■ **Request**: Set down, word for word, the stretch of lines from the one containing "Find every instance of the red bird's reflection" to the end of the records below.

Stored records:
####################

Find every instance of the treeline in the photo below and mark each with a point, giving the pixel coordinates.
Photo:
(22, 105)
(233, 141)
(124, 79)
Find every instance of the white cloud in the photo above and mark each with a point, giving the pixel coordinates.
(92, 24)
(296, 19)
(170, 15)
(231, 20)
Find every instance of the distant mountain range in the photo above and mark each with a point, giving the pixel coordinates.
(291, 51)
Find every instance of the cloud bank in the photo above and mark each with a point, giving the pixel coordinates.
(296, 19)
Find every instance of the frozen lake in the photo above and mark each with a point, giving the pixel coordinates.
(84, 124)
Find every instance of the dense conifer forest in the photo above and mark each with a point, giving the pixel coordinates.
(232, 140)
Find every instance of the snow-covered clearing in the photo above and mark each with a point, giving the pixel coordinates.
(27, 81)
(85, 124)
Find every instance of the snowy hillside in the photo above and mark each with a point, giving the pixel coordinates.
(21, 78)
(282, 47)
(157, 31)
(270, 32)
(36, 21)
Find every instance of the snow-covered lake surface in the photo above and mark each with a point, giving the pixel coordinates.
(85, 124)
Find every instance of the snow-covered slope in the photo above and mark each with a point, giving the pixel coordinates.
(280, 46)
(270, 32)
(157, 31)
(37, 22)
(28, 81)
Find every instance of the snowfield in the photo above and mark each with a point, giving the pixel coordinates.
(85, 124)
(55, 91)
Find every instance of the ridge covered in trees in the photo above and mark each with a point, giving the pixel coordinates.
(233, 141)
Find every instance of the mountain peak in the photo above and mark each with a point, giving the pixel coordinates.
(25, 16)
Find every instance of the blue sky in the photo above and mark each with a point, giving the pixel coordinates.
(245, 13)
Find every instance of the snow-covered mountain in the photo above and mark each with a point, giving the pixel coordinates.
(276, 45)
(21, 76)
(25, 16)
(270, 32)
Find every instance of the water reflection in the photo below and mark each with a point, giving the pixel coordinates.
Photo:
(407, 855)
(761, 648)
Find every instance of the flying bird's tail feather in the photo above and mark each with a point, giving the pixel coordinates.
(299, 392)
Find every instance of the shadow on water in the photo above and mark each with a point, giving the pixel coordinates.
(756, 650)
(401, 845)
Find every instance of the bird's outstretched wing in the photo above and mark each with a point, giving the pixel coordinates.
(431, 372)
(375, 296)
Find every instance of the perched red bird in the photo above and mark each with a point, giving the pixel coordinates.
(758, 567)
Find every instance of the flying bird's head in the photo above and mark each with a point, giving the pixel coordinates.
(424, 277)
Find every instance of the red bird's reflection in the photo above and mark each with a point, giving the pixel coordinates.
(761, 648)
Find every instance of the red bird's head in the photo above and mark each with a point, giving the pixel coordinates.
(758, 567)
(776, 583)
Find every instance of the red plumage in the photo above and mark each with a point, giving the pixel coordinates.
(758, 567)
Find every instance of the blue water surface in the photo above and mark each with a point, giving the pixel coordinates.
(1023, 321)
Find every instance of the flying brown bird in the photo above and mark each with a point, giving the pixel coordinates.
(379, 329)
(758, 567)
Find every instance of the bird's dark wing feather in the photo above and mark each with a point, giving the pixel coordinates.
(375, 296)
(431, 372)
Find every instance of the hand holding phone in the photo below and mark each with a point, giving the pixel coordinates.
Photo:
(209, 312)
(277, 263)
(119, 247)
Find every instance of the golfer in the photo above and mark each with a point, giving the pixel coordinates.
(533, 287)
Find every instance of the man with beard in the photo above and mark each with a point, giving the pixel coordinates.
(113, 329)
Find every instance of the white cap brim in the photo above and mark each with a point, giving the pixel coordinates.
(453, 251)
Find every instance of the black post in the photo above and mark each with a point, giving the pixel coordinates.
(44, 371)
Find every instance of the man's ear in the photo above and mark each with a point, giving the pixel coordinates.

####################

■ **Exercise solution**:
Find every instance of the red bird's reflection in the photo above and mark each with a point, giving the pixel coordinates.
(761, 648)
Find every instance of the red bird's head in the photo above and mark each with a point, giving the pixel coordinates.
(758, 567)
(776, 583)
Find every instance of the red plumage in the photo above and mark each with a point, giving the pixel coordinates.
(758, 567)
Find every instance of the blue water surface in the photo above and mark each with a point, giving the pixel coordinates.
(1023, 321)
Find every instance of the flying brown bird in the photo above and mark each with a point, giving the pixel coordinates.
(379, 329)
(758, 567)
Find every instance of the bird's dark wing feather in the photo above and mark each with a point, giving the pixel coordinates.
(375, 296)
(431, 372)
Find every instance of the hand holding phone in the photo below and mark each with a point, giving the pixel coordinates.
Photo:
(209, 312)
(277, 263)
(119, 247)
Find every instance of the golfer in the photo above and mark each with a point, giving the pixel coordinates.
(533, 287)
Find every instance of the man with beard in the photo above and mark each with a point, giving the pixel coordinates.
(113, 329)
Find every instance of the white cap brim in the photo above and mark each with a point, giving the pixel coordinates.
(453, 251)
Find every instance of the black post in the photo above and mark each with a point, giving the pixel coordinates.
(44, 371)
Find every instance of the man's ear in the photo above and mark each with a point, giving the pixel coordinates.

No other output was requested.